** WORK TO DO **
Could you swap "place one marker per instance" for "put a single point on each instance" in every one of the records below, leaving everything else unchanged?

———

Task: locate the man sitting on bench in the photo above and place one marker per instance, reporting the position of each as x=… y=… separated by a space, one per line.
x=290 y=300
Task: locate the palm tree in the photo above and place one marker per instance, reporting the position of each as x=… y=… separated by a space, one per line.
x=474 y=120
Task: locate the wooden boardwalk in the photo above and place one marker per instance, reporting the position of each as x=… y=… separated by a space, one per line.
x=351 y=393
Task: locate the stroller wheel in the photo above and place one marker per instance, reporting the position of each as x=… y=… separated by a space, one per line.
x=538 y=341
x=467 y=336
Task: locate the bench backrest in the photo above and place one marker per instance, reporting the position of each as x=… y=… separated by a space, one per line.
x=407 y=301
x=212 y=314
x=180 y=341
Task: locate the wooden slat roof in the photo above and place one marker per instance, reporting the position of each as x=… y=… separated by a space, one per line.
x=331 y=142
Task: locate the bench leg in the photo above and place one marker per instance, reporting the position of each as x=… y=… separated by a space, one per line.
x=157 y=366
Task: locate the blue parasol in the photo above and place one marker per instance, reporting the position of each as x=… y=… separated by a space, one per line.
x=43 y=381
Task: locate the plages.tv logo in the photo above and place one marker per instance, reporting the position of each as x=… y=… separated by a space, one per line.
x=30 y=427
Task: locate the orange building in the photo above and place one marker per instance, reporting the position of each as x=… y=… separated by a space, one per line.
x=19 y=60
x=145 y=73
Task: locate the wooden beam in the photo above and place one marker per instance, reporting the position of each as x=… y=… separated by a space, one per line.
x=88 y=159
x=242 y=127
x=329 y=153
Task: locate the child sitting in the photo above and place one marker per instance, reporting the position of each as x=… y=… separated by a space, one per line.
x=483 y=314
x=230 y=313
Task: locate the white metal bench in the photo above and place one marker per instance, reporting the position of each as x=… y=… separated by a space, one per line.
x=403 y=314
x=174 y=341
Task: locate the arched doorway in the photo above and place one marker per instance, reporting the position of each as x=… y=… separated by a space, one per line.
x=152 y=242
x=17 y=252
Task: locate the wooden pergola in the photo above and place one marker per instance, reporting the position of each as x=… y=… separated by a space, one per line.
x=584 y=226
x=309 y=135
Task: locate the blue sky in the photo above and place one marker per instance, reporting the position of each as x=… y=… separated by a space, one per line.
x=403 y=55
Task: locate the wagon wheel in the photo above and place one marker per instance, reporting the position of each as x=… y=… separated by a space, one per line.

———

** COMPLETED TASK **
Task: locate the man sitting on bench in the photo above and put a single point on each instance, reporting the position of each as x=… y=… separated by a space, one per line.
x=290 y=300
Task: locate the palm tree in the photo above and put a single point on each instance, reporting the position of each as x=… y=… separated by a space, one per line.
x=474 y=120
Task: locate the wooden boardwalk in the photo above and put a single point on each instance, reporting the position of each as x=… y=… separated by a space, one per line.
x=351 y=393
Task: locate the stroller wheel in the photo above and put a single point on each instance, reporting the position of each as x=… y=… separated by a space, one per line.
x=538 y=341
x=467 y=336
Task: locate the bench backrest in the photo above and put a single point on each instance, reporting the position of each as x=… y=… separated by a space, one per line.
x=407 y=301
x=212 y=314
x=180 y=341
Task: locate the wooden slat roof in the photo above and put a single point on each instance, reporting the position of each as x=… y=… separated by a space, one per line.
x=331 y=142
Task: locate the bench leg in the photo above and put a single point on each instance, reporting the position of each as x=… y=… separated by a space, one per line.
x=157 y=366
Task: locate the blue parasol in the photo above and put a single point on each instance, reporting the position of each as x=… y=… separated by a space, one per line.
x=43 y=381
Task: locate the plages.tv logo in the photo above and put a single point on each instance, reporting the position of each as x=… y=… separated by a space, one per line.
x=30 y=427
Task: locate the orange building in the photo above and put a single point on each instance, reporting the position of each as x=… y=… separated by a space, one per line.
x=19 y=60
x=145 y=73
Task: locate the wooden beam in the photo above and put a single point on each instance, reporting the position of each as x=… y=… separated by a space, one per line.
x=88 y=159
x=242 y=127
x=329 y=153
Task: locate the child sitting in the photo above and put a single point on each instance, reporting the position of each as x=… y=… separated by a space, one per line.
x=483 y=314
x=230 y=313
Task: locate the white metal bench in the photo above and put a single point on each instance, reporting the position of each as x=… y=… separated by a space, one per line.
x=403 y=314
x=174 y=341
Task: locate the arched doorway in the photo above and put a single point on each instance, reporting the position of each as x=… y=… separated by a space, one per line.
x=152 y=242
x=17 y=252
Task: locate the wooden pergola in the photo above and put a single point on each instance, reporting the position of each as x=… y=… separated by a space, one per line.
x=584 y=226
x=309 y=135
Task: locate the blue sky in the photo above and put a single point on each instance, reporting the position of each as x=… y=… separated by a space, one per line.
x=403 y=55
Task: locate the wagon wheel in the photo above and put a single point on each instance, reporting the position of each as x=… y=… separated by a space, one per line.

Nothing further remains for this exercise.